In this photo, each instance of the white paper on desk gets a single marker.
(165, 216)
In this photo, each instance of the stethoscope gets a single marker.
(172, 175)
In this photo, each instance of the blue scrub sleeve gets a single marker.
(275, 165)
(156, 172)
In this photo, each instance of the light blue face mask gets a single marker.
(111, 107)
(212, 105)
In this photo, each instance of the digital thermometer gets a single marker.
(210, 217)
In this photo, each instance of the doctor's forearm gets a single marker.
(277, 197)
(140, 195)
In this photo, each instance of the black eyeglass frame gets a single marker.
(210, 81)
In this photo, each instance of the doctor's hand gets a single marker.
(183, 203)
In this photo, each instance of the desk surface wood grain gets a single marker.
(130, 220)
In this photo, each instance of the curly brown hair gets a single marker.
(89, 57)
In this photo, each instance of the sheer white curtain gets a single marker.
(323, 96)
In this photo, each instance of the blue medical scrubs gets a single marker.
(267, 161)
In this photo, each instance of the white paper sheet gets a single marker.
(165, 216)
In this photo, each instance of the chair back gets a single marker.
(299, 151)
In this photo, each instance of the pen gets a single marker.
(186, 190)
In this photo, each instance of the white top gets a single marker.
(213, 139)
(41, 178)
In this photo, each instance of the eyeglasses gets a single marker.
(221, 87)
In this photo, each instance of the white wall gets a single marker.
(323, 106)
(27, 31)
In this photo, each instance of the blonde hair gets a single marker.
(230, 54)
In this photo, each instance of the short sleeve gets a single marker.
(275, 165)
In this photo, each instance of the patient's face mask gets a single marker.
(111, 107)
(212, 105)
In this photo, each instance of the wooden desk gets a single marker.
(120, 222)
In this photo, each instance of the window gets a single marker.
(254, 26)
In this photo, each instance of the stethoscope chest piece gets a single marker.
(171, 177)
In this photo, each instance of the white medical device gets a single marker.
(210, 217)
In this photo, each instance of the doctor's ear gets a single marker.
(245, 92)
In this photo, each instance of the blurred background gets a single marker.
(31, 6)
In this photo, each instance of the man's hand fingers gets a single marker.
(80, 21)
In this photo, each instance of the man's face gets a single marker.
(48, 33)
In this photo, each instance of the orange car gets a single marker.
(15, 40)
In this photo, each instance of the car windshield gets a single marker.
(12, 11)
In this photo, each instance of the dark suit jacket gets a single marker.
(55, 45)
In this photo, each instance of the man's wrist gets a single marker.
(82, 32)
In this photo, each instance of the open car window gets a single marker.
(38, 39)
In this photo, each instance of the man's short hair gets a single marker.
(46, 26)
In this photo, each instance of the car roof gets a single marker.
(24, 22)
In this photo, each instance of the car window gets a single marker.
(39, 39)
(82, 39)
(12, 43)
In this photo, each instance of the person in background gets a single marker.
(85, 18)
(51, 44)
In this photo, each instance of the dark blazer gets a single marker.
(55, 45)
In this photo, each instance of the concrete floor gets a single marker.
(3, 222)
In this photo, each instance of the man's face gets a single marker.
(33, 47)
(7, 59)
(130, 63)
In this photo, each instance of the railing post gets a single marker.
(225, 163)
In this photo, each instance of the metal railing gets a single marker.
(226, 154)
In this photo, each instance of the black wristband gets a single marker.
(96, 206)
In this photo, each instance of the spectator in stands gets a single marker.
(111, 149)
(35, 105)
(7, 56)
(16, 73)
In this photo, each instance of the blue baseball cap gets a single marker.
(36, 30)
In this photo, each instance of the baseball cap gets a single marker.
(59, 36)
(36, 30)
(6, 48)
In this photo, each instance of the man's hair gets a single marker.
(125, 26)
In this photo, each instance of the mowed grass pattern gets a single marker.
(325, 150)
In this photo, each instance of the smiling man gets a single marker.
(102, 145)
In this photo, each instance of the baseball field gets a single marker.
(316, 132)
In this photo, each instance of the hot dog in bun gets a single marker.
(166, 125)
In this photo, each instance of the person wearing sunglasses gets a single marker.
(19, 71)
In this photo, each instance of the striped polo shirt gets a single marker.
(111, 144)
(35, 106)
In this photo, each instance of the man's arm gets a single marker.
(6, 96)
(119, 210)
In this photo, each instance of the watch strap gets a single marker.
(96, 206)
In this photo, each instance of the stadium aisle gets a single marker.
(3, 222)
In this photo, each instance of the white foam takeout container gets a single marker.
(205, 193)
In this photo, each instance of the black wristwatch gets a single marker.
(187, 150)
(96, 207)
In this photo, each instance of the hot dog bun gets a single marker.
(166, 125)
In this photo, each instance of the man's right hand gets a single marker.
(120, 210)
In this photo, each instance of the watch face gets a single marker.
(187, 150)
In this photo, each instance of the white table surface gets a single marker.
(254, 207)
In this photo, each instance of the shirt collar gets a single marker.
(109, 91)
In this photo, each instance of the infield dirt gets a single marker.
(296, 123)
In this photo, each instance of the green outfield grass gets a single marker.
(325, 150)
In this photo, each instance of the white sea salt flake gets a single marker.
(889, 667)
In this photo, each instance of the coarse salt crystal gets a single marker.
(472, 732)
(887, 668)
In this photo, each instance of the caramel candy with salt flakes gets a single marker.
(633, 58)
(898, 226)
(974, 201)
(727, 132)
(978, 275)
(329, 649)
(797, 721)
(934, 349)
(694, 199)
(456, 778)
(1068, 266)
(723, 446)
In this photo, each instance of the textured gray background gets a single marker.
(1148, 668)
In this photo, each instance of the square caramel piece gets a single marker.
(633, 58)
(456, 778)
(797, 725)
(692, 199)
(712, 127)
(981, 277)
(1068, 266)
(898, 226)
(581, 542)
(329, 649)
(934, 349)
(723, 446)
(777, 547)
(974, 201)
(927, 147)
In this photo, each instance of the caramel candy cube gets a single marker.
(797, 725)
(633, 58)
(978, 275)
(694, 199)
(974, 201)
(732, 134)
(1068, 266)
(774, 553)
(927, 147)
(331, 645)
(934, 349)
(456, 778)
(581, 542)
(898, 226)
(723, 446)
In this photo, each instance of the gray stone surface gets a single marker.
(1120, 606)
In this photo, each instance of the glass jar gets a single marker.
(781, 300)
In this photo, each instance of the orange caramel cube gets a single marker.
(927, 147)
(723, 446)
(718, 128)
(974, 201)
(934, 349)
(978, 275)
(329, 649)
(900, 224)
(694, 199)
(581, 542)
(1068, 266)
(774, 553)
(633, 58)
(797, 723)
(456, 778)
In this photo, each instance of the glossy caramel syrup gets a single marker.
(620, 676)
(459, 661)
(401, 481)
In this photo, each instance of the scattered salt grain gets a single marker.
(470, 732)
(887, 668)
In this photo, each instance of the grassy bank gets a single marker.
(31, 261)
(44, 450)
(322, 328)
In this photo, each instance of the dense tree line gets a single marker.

---*---

### PROBLEM DESCRIPTION
Each line of the data should be transcribed exactly.

### OUTPUT OF THE TASK
In this photo, each instance of the white paper on desk gets a single marker.
(165, 216)
In this photo, each instance of the stethoscope gets a single marker.
(172, 175)
In this photo, each instance of the blue scrub sleeve gets a single marker.
(275, 165)
(156, 172)
In this photo, each instance of the light blue face mask gets a single marker.
(111, 107)
(212, 105)
In this photo, each instance of the digital thermometer gets a single marker.
(210, 217)
In this photo, each instance of the doctor's forearm gets a single marker.
(277, 197)
(140, 195)
In this photo, each instance of the black eyeglass frame gets a single marker.
(210, 81)
In this photo, each instance of the doctor's hand gets a single marker.
(183, 203)
In this photo, each instance of the desk surface wood grain gets a single marker.
(130, 220)
In this photo, each instance of the curly brown hair gets a single marker.
(89, 57)
In this photo, each instance of the sheer white curtain gets a single marker.
(323, 96)
In this photo, each instance of the blue medical scrubs gets a single marker.
(267, 161)
In this photo, each instance of the white paper sheet gets a single marker.
(165, 216)
In this photo, each instance of the chair back gets a single marker.
(299, 151)
In this photo, each instance of the pen gets a single marker.
(186, 190)
In this photo, each instance of the white top gets a single marker.
(213, 139)
(41, 178)
In this photo, each instance of the eyeglasses gets a single marker.
(221, 87)
In this photo, each instance of the white wall gets a single marker.
(323, 106)
(27, 31)
In this photo, each instance of the blonde hair gets a single marker.
(230, 54)
In this photo, each instance of the short sleeve gets a single marker.
(275, 165)
In this photo, each instance of the patient's face mask gets a single marker.
(111, 107)
(212, 105)
In this photo, each instance of the wooden desk gets a single marker.
(120, 222)
In this photo, each instance of the window gets a single marker.
(254, 26)
In this photo, each instance of the stethoscope chest piece gets a single marker.
(171, 177)
In this photo, each instance of the white medical device gets a single marker.
(210, 217)
In this photo, each instance of the doctor's ear gets a single marker.
(245, 92)
In this photo, each instance of the blurred background gets a single marker.
(31, 6)
In this photo, each instance of the man's hand fingers gets a single marker.
(80, 21)
In this photo, each instance of the man's face gets a single marker.
(48, 33)
In this photo, each instance of the orange car gets a single marker.
(15, 40)
In this photo, each instance of the car windshield gets a single marker.
(12, 11)
In this photo, each instance of the dark suit jacket gets a single marker.
(55, 45)
In this photo, each instance of the man's wrist gets a single marker.
(82, 32)
In this photo, each instance of the open car window gets a single marker.
(38, 39)
In this photo, each instance of the man's short hair gets a single marker.
(46, 26)
In this photo, each instance of the car roof gets a single marker.
(24, 22)
In this photo, each instance of the car window gets a single marker.
(39, 39)
(82, 39)
(12, 43)
In this photo, each instance of the person in background gets a single marker.
(85, 18)
(51, 44)
In this photo, each instance of the dark blazer gets a single marker.
(55, 45)
In this photo, each instance of the concrete floor gets a single marker.
(3, 222)
In this photo, each instance of the man's face gets a single marker.
(33, 47)
(7, 59)
(130, 63)
In this photo, each instance of the railing post gets a single marker.
(225, 163)
In this photo, each instance of the metal railing gets a single marker.
(226, 154)
In this photo, each instance of the black wristband gets a single marker.
(96, 206)
In this photo, each instance of the spectator in stands gets a single marker.
(111, 149)
(35, 105)
(7, 56)
(16, 73)
In this photo, each instance of the blue baseball cap gets a single marker.
(36, 30)
In this photo, each instance of the baseball cap gets a single marker.
(59, 36)
(36, 30)
(6, 48)
In this photo, each instance of the man's hair gets a single marker.
(125, 26)
In this photo, each instance of the mowed grass pattern gets a single marker.
(325, 150)
In this photo, each instance of the smiling man gets a single marker.
(102, 145)
In this photo, each instance of the baseball field gets a single marker.
(316, 132)
In this photo, each instance of the hot dog in bun gets a single marker.
(166, 125)
In this photo, each instance of the person wearing sunglasses gets a single marker.
(19, 71)
In this photo, each instance of the striped polo shirt gets a single marker.
(111, 144)
(35, 106)
In this photo, each instance of the man's arm gets a single marker.
(6, 96)
(119, 210)
In this photo, each instance of the watch strap gets a single marker.
(96, 206)
In this photo, each instance of the stadium aisle gets a single marker.
(3, 222)
In this photo, each instance of the white foam takeout container gets a single marker.
(205, 193)
In this photo, each instance of the black wristwatch gets a single marker.
(187, 150)
(96, 207)
In this photo, each instance of the hot dog bun gets a single marker.
(166, 125)
In this photo, each instance of the man's right hand gets a single marker.
(120, 210)
In this photo, each instance of the watch face gets a single marker.
(187, 150)
In this photo, each instance of the white table surface gets a single marker.
(254, 207)
In this photo, each instance of the shirt collar gets a single marker.
(109, 91)
In this photo, each instance of the infield dirt gets a single marker.
(296, 123)
In this photo, each instance of the green outfield grass gets a single marker.
(325, 150)
In this photo, each instance of the white sea salt flake gets a single marker.
(889, 667)
In this photo, each instance of the coarse salt crystal gets a single marker.
(472, 732)
(887, 668)
In this photo, each instance of the caramel candy with salt flakes gets a single marker.
(633, 58)
(898, 226)
(974, 201)
(727, 132)
(978, 275)
(329, 649)
(797, 721)
(934, 349)
(694, 199)
(456, 778)
(1068, 266)
(723, 446)
In this photo, each instance of the textured gray background gets a single marker.
(1148, 668)
In this photo, each instance of the square caramel piece gets a single marker.
(633, 58)
(456, 778)
(797, 725)
(692, 199)
(712, 127)
(981, 277)
(1068, 266)
(898, 226)
(581, 542)
(329, 649)
(934, 349)
(723, 446)
(777, 547)
(974, 201)
(927, 147)
In this photo, each instance of the caramel candy cube gets a single marker.
(797, 725)
(633, 58)
(978, 275)
(694, 199)
(974, 201)
(732, 134)
(1068, 266)
(774, 553)
(927, 147)
(331, 645)
(934, 349)
(456, 778)
(581, 542)
(898, 226)
(723, 446)
In this photo, each instance of the gray stone surface gets a single marker.
(1120, 606)
In this photo, each instance of the glass jar gets a single marker.
(781, 300)
In this photo, each instance of the orange caramel cube gets a single marker.
(927, 147)
(723, 446)
(718, 128)
(974, 201)
(934, 349)
(978, 275)
(329, 649)
(900, 224)
(694, 199)
(581, 542)
(1068, 266)
(774, 553)
(633, 58)
(797, 723)
(456, 778)
In this photo, each instance of the glossy caramel syrup gets a single marker.
(620, 676)
(459, 661)
(401, 481)
In this photo, each instance of the scattered salt grain gets a single marker.
(470, 732)
(887, 668)
In this photo, each instance of the grassy bank gets a single marker.
(31, 261)
(44, 450)
(322, 328)
In this photo, each instance of the dense tree line gets a single marker.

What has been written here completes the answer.